* What you should do
Could you copy the listing below line for line, leaving every character unchanged?

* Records
· · · · · · ·
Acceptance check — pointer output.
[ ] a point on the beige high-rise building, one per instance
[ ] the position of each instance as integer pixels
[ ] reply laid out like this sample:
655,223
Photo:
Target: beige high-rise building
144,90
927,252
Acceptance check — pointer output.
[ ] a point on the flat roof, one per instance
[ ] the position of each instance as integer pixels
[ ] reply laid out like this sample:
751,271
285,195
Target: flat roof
· · · · · · ·
* Exercise solution
Acceptance check — pointer output.
[ ] a point on the beige high-rise building, one per instance
[ ] the position of each instance as integer pixels
[ ] reply laid out like this sample:
655,223
Photo:
Target: beige high-rise building
144,90
927,252
Acceptance check — pointer output.
[ ] a point on the flat roof, one per instance
[ ] the position of each instance as integer pixels
[ ] reply laid out like this sample:
751,271
285,195
Target: flat roof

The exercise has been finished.